---------- Source data ----------
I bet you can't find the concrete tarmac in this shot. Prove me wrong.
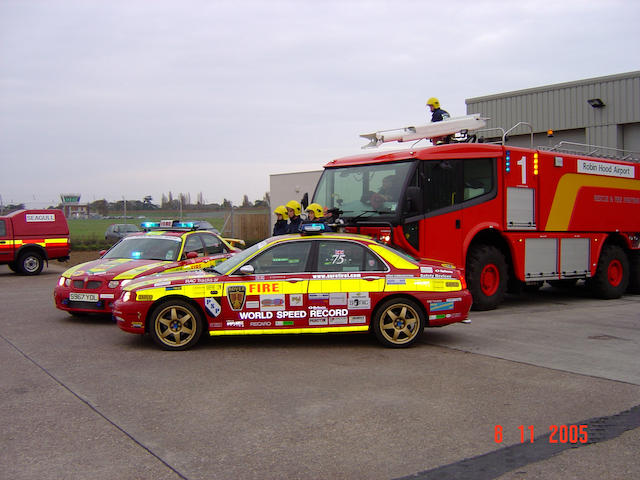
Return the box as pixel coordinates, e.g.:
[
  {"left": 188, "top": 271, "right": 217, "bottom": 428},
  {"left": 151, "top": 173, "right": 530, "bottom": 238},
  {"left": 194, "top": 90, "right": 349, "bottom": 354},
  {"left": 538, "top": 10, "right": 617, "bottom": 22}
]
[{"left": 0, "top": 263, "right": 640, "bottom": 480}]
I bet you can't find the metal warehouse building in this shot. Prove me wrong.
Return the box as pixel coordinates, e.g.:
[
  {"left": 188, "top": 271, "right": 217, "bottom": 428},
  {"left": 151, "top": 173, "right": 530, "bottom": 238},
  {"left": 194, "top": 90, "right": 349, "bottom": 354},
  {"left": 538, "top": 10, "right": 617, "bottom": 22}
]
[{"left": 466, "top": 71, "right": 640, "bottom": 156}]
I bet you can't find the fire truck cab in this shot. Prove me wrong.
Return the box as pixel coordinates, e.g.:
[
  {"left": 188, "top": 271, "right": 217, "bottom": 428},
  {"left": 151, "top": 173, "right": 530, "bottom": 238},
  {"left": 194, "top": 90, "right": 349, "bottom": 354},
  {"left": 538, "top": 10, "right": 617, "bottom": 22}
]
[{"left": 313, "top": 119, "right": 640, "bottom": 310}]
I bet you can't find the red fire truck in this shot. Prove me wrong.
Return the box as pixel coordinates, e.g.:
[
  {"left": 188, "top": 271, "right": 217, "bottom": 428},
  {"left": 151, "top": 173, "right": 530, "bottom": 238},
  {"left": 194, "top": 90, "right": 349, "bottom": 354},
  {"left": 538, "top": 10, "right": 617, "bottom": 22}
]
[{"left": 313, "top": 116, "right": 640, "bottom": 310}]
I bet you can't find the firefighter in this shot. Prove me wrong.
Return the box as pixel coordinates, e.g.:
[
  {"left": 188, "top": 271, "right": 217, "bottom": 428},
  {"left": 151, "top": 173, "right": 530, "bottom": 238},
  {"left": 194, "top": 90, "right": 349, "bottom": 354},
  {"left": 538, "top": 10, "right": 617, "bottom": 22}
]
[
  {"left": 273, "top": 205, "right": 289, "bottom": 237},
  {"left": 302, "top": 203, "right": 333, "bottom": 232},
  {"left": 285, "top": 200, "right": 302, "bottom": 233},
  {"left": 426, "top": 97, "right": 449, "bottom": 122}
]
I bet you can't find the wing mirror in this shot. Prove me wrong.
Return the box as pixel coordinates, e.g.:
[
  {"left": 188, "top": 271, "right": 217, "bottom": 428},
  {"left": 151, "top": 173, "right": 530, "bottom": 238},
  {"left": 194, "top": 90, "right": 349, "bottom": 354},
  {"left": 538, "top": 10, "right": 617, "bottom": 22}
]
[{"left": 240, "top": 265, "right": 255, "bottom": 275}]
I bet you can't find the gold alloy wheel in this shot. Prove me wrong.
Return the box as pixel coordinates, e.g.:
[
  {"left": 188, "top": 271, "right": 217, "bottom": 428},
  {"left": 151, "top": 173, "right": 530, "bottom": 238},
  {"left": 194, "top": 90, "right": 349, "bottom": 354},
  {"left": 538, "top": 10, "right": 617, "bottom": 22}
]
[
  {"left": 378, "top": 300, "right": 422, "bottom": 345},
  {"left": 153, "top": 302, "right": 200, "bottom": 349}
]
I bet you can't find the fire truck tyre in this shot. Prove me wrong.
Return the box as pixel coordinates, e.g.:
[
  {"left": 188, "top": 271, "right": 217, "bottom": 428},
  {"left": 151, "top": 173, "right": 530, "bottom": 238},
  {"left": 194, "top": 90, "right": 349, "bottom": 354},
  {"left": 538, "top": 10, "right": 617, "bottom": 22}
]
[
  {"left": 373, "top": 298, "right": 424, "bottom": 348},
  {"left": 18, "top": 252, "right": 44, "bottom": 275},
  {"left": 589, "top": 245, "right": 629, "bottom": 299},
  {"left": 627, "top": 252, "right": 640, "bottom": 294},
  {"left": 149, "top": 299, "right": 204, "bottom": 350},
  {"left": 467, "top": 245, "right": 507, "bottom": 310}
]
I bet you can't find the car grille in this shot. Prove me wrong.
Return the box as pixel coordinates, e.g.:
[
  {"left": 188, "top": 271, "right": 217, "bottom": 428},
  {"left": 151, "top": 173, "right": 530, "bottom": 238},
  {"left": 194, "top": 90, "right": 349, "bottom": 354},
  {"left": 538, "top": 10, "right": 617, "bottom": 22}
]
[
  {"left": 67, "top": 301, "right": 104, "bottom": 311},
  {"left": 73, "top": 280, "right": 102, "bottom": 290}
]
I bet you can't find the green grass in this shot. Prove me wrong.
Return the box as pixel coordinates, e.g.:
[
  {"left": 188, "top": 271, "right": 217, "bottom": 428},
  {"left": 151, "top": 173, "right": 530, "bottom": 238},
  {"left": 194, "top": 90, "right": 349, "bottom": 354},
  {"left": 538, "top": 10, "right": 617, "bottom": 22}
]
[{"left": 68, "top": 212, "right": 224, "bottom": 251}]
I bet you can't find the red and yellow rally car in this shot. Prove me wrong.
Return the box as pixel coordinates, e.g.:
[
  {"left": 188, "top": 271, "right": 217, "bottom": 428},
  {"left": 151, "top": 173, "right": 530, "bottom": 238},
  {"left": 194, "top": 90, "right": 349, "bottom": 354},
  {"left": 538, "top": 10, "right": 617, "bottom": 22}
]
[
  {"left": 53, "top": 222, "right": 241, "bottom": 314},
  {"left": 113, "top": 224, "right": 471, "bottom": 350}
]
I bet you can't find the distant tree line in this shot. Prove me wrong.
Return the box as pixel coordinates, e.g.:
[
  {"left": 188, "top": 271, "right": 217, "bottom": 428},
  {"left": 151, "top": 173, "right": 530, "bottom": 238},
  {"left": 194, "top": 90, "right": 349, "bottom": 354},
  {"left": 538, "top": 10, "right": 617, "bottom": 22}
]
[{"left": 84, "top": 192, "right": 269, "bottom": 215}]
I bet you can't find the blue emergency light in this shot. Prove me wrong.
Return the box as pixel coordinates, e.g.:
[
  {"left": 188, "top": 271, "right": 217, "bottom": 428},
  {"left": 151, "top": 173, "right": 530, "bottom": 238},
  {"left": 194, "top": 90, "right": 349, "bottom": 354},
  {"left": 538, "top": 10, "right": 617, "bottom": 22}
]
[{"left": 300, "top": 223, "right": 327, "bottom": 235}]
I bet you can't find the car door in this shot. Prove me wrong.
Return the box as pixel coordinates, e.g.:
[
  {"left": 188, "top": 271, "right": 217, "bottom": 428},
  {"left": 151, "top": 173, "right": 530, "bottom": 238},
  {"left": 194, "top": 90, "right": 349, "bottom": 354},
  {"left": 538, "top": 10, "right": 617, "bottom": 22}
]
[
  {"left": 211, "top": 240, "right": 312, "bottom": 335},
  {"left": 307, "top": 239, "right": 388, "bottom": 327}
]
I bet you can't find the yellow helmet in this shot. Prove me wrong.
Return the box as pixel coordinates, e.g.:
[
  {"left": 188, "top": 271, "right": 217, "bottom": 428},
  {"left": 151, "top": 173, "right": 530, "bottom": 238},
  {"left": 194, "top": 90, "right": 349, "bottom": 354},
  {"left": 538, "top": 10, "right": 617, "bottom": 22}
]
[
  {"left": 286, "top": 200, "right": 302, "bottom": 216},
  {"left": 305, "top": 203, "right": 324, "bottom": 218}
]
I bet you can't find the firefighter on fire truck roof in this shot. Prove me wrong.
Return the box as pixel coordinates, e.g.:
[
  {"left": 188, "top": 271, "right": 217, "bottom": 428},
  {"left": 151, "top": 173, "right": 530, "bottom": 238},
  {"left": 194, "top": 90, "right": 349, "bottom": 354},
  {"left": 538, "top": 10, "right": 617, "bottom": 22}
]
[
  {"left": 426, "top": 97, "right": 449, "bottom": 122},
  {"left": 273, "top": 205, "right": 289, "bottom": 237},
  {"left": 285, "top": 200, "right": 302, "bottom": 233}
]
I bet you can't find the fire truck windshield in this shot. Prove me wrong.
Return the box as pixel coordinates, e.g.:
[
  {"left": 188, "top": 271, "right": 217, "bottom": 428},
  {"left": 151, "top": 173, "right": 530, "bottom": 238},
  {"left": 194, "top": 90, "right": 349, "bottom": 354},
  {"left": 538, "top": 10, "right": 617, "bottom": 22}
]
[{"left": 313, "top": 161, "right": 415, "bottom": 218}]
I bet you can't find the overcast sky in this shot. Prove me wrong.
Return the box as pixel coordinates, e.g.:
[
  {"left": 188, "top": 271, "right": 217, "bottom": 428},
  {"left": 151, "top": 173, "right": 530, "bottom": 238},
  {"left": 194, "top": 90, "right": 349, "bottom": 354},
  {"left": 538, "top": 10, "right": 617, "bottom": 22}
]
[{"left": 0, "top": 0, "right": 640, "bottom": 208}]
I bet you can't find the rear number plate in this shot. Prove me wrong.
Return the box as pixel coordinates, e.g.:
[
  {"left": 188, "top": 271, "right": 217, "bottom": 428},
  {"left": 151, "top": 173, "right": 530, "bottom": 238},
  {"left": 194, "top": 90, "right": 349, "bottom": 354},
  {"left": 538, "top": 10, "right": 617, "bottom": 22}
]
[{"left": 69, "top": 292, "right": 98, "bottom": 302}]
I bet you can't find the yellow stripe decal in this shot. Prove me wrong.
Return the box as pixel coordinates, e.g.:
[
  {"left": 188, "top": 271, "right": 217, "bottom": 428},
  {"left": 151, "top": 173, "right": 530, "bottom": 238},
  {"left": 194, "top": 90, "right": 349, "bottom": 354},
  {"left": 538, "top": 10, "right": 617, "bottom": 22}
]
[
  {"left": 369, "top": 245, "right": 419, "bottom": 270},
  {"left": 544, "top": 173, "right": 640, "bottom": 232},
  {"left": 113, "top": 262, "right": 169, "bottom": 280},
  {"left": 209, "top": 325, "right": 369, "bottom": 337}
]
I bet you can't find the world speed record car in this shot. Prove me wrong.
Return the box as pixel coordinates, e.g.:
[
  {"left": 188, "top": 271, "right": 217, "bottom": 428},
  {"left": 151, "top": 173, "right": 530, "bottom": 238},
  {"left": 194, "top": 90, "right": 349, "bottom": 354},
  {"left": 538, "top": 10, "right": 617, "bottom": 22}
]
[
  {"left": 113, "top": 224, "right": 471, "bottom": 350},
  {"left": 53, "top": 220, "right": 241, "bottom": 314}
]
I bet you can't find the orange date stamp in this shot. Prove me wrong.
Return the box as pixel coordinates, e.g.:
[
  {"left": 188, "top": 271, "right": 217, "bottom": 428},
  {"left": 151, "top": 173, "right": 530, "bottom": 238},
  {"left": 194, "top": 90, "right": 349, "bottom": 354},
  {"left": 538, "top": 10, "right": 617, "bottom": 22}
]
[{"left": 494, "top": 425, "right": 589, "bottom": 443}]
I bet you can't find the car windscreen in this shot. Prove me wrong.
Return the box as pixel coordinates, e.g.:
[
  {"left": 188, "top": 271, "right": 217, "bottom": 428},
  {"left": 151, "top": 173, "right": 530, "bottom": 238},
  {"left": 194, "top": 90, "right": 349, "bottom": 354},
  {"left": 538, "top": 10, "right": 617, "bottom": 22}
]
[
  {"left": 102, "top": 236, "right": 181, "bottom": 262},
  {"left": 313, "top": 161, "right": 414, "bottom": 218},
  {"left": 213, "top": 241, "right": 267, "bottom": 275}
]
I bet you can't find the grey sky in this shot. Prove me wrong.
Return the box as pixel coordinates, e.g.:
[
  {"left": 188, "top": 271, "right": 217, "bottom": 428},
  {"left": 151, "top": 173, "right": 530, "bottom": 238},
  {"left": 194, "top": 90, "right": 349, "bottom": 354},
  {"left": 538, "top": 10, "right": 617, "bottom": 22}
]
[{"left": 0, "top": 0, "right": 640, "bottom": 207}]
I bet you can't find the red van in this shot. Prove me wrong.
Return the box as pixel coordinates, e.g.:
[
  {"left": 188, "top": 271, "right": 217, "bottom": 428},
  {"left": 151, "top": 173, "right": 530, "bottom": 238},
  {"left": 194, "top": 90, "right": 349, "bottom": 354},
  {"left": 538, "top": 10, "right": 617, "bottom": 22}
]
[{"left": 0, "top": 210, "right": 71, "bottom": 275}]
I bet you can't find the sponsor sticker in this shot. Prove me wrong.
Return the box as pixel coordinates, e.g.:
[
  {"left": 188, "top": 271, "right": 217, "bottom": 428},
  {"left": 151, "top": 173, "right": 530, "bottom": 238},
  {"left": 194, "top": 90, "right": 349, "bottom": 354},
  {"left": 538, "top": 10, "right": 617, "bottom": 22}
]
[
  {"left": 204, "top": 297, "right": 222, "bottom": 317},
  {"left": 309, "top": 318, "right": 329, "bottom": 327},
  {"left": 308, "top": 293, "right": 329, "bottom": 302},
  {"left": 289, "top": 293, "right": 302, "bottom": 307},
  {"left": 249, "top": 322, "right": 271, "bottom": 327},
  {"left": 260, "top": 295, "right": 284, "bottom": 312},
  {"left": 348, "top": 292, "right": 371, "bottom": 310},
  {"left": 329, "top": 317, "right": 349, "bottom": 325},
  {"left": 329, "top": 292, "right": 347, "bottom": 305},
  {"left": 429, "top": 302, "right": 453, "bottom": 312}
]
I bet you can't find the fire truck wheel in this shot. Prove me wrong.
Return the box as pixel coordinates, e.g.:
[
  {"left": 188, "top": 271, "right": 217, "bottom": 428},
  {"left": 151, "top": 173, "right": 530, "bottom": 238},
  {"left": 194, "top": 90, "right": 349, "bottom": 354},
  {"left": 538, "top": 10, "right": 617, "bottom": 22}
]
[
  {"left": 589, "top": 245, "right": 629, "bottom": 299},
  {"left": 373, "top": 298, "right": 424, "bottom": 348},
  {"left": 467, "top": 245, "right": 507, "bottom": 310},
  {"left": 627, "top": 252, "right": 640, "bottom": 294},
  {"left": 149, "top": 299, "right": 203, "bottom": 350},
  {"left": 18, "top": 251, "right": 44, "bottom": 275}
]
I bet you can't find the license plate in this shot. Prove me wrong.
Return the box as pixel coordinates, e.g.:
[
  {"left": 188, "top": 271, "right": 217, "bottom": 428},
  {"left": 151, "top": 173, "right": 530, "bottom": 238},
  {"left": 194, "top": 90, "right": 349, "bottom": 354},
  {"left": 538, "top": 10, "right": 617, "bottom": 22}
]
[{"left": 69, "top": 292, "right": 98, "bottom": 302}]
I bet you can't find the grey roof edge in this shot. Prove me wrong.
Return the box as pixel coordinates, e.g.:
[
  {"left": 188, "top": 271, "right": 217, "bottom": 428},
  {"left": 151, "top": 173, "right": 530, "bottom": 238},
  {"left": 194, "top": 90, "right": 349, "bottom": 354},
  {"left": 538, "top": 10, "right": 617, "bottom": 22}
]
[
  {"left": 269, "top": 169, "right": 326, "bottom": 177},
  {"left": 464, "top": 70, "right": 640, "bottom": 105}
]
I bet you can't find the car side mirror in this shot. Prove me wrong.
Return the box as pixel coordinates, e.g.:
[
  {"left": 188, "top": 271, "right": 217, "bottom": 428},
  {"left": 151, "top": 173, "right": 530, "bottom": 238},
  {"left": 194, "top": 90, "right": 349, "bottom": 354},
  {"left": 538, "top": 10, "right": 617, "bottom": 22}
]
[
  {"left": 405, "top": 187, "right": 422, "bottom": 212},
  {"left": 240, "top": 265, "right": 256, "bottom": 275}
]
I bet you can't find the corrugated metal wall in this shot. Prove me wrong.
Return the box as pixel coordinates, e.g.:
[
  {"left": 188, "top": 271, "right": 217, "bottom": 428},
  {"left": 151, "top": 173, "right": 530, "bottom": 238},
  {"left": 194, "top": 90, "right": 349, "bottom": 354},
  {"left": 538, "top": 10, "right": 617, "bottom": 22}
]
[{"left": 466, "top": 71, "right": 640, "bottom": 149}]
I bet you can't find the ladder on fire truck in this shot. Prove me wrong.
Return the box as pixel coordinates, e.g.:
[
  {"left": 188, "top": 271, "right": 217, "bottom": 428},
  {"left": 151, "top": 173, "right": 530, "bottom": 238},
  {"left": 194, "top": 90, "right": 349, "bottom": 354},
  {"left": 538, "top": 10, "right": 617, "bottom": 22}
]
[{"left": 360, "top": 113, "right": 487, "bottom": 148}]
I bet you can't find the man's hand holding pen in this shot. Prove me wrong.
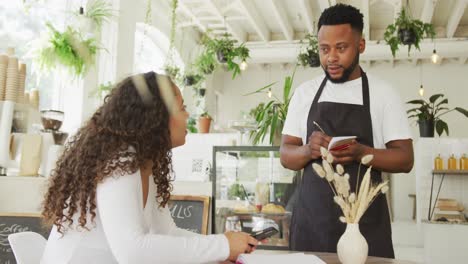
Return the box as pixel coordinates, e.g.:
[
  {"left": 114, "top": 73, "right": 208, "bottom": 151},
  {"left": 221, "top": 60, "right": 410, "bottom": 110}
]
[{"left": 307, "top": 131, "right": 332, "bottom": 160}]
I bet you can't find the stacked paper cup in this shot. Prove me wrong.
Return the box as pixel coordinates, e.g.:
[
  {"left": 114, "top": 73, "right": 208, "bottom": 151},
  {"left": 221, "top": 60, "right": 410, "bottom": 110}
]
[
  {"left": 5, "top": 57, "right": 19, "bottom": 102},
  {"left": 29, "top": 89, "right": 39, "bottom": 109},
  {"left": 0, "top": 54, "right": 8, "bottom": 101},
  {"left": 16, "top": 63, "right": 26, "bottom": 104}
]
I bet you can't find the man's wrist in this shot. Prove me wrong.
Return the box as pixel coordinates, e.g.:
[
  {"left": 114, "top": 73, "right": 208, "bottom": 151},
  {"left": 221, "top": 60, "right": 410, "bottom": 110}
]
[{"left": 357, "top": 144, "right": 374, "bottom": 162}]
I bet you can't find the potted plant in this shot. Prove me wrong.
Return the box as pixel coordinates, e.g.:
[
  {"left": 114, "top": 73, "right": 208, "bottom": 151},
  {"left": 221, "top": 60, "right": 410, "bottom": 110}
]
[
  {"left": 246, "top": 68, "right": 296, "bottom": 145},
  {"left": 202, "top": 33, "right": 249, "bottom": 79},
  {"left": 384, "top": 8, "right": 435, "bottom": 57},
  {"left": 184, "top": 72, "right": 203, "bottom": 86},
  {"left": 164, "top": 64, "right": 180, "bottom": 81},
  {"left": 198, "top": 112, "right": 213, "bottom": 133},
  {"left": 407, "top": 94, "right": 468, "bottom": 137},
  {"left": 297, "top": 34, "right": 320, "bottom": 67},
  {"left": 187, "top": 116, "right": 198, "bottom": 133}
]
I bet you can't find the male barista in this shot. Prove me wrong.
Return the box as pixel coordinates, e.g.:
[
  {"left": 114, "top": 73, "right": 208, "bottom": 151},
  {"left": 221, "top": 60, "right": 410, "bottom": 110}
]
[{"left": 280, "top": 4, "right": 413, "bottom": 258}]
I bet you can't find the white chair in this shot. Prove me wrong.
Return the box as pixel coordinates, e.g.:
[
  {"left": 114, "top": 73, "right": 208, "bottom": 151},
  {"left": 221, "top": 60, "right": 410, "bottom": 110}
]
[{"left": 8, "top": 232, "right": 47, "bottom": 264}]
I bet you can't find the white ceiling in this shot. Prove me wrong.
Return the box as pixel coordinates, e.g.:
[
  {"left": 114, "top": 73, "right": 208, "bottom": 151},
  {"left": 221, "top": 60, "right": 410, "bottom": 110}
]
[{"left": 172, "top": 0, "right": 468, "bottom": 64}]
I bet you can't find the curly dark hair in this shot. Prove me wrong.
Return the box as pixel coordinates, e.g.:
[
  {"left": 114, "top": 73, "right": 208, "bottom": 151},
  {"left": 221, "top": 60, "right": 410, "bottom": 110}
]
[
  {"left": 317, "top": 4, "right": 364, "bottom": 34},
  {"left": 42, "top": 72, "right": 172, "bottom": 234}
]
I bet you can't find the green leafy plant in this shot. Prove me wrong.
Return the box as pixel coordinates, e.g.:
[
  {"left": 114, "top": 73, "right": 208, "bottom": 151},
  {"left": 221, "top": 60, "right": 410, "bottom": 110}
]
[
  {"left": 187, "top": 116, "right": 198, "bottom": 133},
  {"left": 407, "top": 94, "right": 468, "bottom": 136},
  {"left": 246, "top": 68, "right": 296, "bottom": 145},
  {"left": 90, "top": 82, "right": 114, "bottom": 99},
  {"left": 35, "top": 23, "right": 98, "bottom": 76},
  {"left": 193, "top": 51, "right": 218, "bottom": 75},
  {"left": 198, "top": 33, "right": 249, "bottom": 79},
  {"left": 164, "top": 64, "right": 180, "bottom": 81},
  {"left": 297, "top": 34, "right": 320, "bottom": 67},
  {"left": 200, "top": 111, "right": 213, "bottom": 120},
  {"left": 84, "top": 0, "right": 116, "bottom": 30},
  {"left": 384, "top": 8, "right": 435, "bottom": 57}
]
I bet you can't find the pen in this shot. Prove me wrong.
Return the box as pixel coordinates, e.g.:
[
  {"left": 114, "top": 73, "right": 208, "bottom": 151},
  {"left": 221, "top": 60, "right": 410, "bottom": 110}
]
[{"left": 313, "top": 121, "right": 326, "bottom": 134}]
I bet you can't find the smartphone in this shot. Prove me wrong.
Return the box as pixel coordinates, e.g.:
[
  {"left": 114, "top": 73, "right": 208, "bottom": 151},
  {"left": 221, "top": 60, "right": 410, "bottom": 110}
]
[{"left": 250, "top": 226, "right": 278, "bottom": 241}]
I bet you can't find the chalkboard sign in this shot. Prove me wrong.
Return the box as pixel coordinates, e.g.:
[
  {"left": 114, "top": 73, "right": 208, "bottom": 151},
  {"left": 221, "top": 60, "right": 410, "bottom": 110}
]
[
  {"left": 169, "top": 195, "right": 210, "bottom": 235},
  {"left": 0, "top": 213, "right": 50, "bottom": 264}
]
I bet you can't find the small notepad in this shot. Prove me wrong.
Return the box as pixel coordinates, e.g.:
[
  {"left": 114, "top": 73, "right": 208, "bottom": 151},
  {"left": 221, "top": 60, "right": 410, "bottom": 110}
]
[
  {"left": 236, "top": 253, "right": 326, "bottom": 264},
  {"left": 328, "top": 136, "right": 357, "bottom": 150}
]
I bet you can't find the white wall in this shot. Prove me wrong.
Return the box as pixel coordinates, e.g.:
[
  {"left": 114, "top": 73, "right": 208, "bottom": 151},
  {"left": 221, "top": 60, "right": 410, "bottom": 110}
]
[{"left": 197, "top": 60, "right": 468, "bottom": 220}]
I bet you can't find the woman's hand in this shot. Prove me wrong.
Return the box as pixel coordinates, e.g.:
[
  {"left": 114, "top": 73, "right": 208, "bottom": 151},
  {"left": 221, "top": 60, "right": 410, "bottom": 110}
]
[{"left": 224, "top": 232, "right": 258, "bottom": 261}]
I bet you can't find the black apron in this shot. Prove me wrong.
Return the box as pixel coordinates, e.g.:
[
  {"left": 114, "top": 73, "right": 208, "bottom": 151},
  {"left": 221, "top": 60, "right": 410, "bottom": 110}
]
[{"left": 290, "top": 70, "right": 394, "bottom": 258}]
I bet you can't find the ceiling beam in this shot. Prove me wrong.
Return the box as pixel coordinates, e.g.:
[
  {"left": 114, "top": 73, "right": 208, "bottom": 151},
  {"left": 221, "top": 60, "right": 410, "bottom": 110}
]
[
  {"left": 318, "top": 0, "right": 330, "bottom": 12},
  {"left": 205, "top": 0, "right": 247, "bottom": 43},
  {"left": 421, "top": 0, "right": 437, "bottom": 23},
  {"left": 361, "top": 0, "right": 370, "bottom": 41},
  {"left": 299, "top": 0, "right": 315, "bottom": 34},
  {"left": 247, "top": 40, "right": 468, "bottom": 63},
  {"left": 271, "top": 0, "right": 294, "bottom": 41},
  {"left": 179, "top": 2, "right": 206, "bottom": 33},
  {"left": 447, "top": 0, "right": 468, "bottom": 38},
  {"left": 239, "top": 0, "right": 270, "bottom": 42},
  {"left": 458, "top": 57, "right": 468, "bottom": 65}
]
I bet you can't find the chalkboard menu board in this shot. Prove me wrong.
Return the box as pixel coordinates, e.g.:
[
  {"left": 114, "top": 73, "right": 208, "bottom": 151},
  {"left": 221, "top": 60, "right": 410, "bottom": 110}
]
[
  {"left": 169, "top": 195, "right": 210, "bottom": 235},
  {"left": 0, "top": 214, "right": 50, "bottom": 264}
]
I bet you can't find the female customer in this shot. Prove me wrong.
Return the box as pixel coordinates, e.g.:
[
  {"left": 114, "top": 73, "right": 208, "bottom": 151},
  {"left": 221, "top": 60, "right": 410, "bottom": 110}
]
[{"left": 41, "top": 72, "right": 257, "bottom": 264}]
----------
**What is asked**
Locate every line in the data above that contains the string "mirror", and copy each one.

**Task result**
I bet you can't find the wing mirror in this shot. Prove me wrong.
I bet you can't find the car side mirror in this shot. Prove me wrong.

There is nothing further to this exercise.